Compito assegnato A:
Rispondi per favore a queste domande sull'estratto della pagina:
(i) In quale città e intorno a quale anno si rappresenta il melodramma Scipione l'Africano?
(ii) Dove e in che anno nacque Giovanni Grossi?
(iii) A quale età, in genere, i futuri castrati venivano operati?

Estratto della pagina:
■ ■ ■ ■ ■
L'artista è colui che padroneggia un'arte. Il divo è colui che la domina fino ad identificarsi totalmente con questa. Di artisti ne nascono parecchi, un po' in tutte le sfaccettature dell'umano ingegno. Di divi la natura è avara, e Giovanni Grossi è stato uno di questi.

 

Amò in modo così viscerale il canto da passare alla storia con il nome di un personaggio da lui magistralmente interpretato sul palcoscenico, vale a dire il re di Numidia Siface.

 

Siamo a Venezia intorno al 1670. Al Teatro dei Santi Giovanni e Paolo si rappresenta il melodramma Scipione l'Africano, scritto dal conte Nicolò Minato. Il giovane Giovanni interpreta la parte del re di Numidia, che nell'architettura dell'opera è sì una colonna portante ma non certo l'architrave principale. Il pubblico resta incantato quando con la sua voce riesce a modulare delle tonalità da contralto che vanno a toccare l'anima.

 

Sì, avete capito bene. Giovanni era un contralto e, come gli appassionati d'opera sapranno, tale tonalità viene di norma raggiunta da cantanti donne. Dico 'di norma' poiché siamo nel Seicento, in piena epoca barocca. L'Italia è sotto il tacco del trono di Spagna e la Chiesa opprime con il suo bigottismo e il suo oscurantismo l'intera vita culturale della Penisola. Di donne in teatro neanche a parlarne. Sul palco sarebbe sconveniente se si esibissero. Ma la musica barocca ha un bisogno spasmodico di tonalità femminili. Le sue note, il suo afflato in generale rifuggono da estensioni melodiche troppo basse.

 

Cosa fare dunque? La risposta fu tristemente immediata, con il ricorso in massa ai cantori evirati. Questi 'artisti per forza' domineranno le scene melodiche per quasi due secoli. Ci vorranno gli eserciti di Napoleone per riportare una ventata di femminilità sul palcoscenico ed un po'di laicità in Italia (ricordate il film Il Marchese del Grillo?). Nel Seicento dunque i castrati (così venivano seccamente chiamati) erano i dominatori del melodramma. Per divenire tali, venivano sottoposti in età pre puberale, generalmente intorno ai dieci anni, a un intervento chirurgico di asportazione dei testicoli. Con questo scempio conservavano la voce acuta dell'infanzia e non sviluppavano quelle caratteristiche somatiche, come la barba ad esempio, che potevano caratterizzarli come uomini.

 

Città come Mantova, Ferrara, Roma, Napoli e Firenze divennero note per questo particolare tipo di chirurgia. Delle Casablanca ante litteram, potremmo dire oggi. E fu proprio a Firenze che il giovinetto subì questa invasiva metamorfosi. Fu scovato a Chiesina Uzzanese, dove nacque nel 1653, dagli emissari del cardinale Benedetto Pamphili. Si trattava di una sorta di talent-scout incaricati di reperire i cantori per il futuro. Si recavano dalle famiglie povere con numerosa prole. E queste, anche all'udire un nome altisonante come quello di un principe della Chiesa, non esitavano a sacrificare uno dei propri figli.
■ ■ ■ ■ ■
Voci estratte:

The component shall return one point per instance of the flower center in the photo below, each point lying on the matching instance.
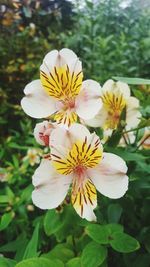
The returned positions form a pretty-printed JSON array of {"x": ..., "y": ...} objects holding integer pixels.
[
  {"x": 114, "y": 103},
  {"x": 83, "y": 155},
  {"x": 60, "y": 83}
]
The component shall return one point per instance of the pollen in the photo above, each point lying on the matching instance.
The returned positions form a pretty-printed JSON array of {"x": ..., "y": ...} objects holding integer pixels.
[{"x": 114, "y": 103}]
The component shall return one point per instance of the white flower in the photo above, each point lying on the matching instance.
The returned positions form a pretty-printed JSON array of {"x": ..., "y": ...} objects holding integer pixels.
[
  {"x": 60, "y": 90},
  {"x": 145, "y": 140},
  {"x": 42, "y": 132},
  {"x": 33, "y": 156},
  {"x": 115, "y": 97},
  {"x": 77, "y": 158}
]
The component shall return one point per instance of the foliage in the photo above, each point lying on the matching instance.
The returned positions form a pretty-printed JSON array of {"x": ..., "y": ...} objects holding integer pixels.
[{"x": 31, "y": 237}]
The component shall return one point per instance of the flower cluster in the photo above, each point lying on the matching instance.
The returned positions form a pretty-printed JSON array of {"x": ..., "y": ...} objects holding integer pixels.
[{"x": 76, "y": 164}]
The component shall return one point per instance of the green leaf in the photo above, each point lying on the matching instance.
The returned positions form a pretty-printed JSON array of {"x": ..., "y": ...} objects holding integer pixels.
[
  {"x": 102, "y": 233},
  {"x": 4, "y": 262},
  {"x": 31, "y": 249},
  {"x": 126, "y": 155},
  {"x": 75, "y": 262},
  {"x": 131, "y": 80},
  {"x": 93, "y": 255},
  {"x": 4, "y": 199},
  {"x": 60, "y": 252},
  {"x": 124, "y": 243},
  {"x": 40, "y": 262},
  {"x": 114, "y": 213},
  {"x": 52, "y": 222},
  {"x": 6, "y": 220}
]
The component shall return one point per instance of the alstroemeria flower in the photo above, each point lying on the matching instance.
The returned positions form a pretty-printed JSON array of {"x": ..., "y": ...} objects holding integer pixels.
[
  {"x": 60, "y": 90},
  {"x": 115, "y": 97},
  {"x": 145, "y": 140},
  {"x": 42, "y": 132},
  {"x": 77, "y": 159}
]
■ ■ ■ ■ ■
Compito assegnato B: Conta le righe delle voci che contengono la stringa "above", distinguendo tra maiuscole e minuscole. Scrivi solo il numero.

Risposta completa A:
(i) A Venezia, intorno al 1670.
(ii) A Chiesina Uzzanese, nel 1653.
(iii) Intorno ai dieci anni, in età pre puberale.

Risposta completa B: 6